### Your instructions
Each line of the listing must be transcribed exactly, except for the images, which should be excluded.

### Task data
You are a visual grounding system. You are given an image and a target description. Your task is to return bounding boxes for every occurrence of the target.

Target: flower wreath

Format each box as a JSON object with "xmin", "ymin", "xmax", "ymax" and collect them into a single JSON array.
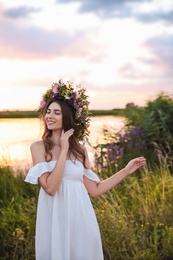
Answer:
[{"xmin": 37, "ymin": 79, "xmax": 91, "ymax": 142}]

### Output below
You are a visual grounding system. You are given an image and a target description. Your task is to return bounding boxes for every occurrence of the target.

Target: flower wreath

Format each box as a JSON object with "xmin", "ymin", "xmax", "ymax" and collect them into a single JSON array.
Answer:
[{"xmin": 37, "ymin": 79, "xmax": 91, "ymax": 142}]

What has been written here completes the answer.